PROBLEM TO SOLVE: Rewrite the stretch of the listing from the line that contains "(format x=199, y=182)" through the line that contains "x=297, y=57", both lines included, and give only those lines. Keep the requests and their format samples unchanged, but scale every x and y coordinate in the answers by 2.55, rounding to whole numbers with halves rounded up.

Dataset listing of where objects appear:
════════════════
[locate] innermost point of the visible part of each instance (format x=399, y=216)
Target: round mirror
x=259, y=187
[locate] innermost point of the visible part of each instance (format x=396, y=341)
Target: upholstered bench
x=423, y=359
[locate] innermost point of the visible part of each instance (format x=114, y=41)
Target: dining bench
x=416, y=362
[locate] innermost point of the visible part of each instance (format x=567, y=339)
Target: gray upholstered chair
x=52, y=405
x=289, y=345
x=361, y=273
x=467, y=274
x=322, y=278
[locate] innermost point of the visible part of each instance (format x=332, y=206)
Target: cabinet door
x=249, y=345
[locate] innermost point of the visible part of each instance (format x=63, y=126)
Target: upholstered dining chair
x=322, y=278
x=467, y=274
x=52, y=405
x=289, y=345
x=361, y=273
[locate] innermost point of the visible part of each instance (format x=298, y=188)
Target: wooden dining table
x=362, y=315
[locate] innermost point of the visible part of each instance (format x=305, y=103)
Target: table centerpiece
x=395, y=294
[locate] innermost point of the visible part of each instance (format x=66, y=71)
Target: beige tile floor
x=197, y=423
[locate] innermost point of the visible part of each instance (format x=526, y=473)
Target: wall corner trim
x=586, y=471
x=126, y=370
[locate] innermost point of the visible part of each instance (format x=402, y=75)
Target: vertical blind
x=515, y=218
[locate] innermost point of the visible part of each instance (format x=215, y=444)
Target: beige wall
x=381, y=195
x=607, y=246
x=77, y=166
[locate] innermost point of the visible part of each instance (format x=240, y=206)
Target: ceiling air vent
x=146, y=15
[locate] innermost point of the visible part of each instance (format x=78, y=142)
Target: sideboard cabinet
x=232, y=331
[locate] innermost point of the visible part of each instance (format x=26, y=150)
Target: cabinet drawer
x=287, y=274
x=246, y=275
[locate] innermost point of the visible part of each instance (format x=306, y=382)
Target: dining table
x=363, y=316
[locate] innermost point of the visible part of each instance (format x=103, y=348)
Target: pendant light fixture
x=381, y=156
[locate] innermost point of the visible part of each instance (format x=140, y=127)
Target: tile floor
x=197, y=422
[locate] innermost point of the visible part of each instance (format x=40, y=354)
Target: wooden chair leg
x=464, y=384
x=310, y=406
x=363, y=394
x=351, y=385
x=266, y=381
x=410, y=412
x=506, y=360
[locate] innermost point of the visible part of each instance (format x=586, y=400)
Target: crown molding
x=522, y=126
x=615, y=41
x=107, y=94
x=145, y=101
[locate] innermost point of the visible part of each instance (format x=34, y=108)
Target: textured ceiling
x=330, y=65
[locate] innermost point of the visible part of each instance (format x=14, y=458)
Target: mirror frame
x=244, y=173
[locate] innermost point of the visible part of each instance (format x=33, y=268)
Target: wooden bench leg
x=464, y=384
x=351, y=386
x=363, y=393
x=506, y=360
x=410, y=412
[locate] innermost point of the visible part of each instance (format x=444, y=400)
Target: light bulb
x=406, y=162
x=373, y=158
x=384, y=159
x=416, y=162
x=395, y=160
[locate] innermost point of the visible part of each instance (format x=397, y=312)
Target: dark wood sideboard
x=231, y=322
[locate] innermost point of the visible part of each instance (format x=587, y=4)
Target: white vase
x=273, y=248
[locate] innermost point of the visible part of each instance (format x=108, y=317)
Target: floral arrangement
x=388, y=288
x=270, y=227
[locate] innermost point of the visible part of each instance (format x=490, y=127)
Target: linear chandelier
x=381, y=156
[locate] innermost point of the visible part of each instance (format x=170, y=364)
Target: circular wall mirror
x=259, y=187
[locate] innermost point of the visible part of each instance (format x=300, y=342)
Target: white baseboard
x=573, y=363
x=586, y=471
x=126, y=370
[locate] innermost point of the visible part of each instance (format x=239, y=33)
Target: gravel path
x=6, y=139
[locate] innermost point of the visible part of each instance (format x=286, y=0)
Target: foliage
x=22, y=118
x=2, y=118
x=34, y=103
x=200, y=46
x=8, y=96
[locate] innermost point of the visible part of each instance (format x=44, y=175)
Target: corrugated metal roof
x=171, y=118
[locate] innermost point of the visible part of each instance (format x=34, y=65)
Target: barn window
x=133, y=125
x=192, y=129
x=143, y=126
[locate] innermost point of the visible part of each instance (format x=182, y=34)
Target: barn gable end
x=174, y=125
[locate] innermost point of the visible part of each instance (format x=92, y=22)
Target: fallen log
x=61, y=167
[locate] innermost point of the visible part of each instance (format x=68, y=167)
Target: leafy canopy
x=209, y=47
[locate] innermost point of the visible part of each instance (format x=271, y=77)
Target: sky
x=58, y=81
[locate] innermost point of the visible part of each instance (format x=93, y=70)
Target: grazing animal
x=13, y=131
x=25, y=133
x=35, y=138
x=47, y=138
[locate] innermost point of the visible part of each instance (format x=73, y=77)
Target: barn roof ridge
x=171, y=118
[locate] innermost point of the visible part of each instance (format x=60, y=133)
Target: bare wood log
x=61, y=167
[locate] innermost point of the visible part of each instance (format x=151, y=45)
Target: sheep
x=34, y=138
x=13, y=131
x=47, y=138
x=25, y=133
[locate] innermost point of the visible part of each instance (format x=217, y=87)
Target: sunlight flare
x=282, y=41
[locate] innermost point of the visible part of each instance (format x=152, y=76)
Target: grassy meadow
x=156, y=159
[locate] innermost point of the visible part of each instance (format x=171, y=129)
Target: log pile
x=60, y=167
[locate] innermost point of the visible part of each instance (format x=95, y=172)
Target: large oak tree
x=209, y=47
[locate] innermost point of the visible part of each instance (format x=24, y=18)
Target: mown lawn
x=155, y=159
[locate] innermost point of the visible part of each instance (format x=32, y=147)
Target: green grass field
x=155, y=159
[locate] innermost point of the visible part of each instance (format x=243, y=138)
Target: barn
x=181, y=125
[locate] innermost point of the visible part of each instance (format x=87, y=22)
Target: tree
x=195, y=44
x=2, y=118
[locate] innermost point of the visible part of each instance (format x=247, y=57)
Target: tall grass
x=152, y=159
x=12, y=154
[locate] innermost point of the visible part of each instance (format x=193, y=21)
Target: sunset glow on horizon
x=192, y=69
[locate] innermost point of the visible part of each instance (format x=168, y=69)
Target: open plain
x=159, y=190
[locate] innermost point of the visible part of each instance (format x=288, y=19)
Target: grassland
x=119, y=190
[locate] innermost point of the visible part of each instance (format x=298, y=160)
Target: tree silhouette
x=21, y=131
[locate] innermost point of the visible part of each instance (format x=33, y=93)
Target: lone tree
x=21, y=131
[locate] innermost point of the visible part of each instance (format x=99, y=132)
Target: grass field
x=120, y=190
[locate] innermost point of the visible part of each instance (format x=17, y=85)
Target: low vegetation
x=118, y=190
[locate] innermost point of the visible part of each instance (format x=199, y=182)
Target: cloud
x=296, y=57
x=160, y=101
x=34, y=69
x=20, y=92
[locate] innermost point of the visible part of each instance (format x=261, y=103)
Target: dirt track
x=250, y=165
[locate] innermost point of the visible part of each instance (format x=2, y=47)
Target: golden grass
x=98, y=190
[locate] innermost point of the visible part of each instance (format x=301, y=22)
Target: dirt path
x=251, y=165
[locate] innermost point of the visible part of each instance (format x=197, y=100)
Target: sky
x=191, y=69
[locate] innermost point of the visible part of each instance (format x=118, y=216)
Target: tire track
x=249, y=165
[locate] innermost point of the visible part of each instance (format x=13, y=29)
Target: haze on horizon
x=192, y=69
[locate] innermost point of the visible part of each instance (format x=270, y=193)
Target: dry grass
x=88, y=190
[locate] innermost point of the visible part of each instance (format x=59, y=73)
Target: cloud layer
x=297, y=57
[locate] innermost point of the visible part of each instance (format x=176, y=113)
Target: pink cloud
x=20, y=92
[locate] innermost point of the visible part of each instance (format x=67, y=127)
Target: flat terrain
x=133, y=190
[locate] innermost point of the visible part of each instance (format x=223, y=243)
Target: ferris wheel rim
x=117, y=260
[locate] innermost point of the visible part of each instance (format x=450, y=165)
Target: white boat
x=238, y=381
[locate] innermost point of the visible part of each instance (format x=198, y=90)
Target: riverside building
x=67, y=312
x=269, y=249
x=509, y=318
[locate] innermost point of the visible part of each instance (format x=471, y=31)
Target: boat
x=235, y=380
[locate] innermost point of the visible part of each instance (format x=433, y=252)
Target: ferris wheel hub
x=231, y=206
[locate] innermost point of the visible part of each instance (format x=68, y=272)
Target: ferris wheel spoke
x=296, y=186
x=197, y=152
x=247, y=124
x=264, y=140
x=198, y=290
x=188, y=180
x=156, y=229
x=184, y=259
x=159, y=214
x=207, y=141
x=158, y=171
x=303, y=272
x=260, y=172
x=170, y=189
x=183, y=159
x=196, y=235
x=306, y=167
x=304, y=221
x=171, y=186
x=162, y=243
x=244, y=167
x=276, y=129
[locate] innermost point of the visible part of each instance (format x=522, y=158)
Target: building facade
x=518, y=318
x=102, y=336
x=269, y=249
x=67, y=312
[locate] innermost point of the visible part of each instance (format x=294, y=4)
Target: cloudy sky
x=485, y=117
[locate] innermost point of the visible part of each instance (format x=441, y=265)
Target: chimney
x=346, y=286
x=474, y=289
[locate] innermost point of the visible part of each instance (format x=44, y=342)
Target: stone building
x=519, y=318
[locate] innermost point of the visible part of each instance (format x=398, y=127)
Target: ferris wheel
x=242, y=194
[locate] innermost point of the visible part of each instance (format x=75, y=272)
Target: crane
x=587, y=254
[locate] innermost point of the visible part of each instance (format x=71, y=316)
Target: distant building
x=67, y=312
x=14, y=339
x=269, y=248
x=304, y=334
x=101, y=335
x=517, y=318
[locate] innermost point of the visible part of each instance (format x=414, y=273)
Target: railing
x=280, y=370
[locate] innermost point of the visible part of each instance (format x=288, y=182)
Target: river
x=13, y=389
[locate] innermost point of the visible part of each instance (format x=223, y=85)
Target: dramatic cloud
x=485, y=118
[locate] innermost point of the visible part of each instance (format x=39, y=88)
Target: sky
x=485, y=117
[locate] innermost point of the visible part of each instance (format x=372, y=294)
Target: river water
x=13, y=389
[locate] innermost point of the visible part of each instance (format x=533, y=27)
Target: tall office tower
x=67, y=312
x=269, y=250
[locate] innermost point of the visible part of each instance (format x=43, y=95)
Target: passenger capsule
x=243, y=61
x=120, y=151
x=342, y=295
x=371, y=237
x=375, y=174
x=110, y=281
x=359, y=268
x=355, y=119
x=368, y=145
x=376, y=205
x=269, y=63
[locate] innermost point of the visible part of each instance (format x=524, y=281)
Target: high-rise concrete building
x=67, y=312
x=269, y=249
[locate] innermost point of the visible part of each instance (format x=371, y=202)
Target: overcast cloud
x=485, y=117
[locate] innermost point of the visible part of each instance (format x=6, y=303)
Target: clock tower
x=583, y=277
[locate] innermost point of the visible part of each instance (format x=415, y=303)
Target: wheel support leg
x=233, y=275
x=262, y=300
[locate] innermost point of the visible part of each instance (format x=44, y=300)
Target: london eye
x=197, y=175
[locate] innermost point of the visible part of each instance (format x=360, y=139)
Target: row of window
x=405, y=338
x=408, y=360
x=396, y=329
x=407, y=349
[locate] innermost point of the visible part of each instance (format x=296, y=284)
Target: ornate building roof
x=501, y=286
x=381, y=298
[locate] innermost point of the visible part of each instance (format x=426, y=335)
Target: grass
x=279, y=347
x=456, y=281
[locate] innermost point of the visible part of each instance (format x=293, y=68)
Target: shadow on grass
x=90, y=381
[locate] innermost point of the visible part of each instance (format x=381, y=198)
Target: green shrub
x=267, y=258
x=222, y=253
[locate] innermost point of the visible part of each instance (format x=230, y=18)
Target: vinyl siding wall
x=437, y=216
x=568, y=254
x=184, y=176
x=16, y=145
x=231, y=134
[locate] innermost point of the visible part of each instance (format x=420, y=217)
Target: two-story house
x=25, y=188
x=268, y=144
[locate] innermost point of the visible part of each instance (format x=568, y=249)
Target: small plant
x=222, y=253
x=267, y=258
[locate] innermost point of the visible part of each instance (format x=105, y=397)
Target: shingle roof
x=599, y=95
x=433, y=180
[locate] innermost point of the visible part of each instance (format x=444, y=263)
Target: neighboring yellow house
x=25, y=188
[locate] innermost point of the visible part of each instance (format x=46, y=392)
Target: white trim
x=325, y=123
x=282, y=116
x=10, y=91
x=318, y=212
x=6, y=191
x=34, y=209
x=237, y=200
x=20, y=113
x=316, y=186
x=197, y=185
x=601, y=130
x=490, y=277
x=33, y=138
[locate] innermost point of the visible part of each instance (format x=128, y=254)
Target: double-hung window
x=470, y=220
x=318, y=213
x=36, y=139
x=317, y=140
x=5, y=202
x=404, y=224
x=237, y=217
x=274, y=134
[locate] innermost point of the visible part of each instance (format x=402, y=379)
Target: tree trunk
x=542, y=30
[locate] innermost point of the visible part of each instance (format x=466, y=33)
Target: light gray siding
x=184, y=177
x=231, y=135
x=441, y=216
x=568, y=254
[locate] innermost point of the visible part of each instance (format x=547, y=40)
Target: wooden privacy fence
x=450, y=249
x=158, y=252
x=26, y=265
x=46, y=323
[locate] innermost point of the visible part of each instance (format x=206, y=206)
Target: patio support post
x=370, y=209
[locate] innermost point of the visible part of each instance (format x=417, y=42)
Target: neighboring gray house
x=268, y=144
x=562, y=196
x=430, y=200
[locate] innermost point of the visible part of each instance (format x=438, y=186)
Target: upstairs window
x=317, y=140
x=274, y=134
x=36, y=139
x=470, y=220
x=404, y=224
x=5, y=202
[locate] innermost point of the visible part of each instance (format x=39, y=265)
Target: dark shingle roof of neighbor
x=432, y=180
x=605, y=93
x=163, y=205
════════════════
TASK RESPONSE:
[locate] innermost point of the visible part of each instance (format x=199, y=182)
Target: cloud
x=755, y=145
x=408, y=258
x=87, y=176
x=51, y=235
[locate] innermost point of the visible part of each instance (format x=261, y=103)
Target: dirt track
x=638, y=421
[locate] innermost point of the visible part of each instance (format x=2, y=47)
Target: golden grass
x=250, y=485
[locate] innermost point of the visible part of each instance (format x=301, y=22)
Target: dirt path
x=640, y=421
[locate] innermost point of the visible part of each instance (format x=197, y=100)
Target: sky
x=487, y=176
[locate] innermost point of the visible part of each instance (format x=118, y=216)
Target: tire track
x=635, y=421
[locate] innermost point of the visible part of each instance (format x=13, y=29)
Target: haze on horizon
x=490, y=176
[locate] innermost point of the visible part of each instance (format x=270, y=193)
Target: dry grass
x=224, y=485
[locate] innermost point of the visible part of each instance (format x=59, y=73)
Target: cloud layer
x=757, y=145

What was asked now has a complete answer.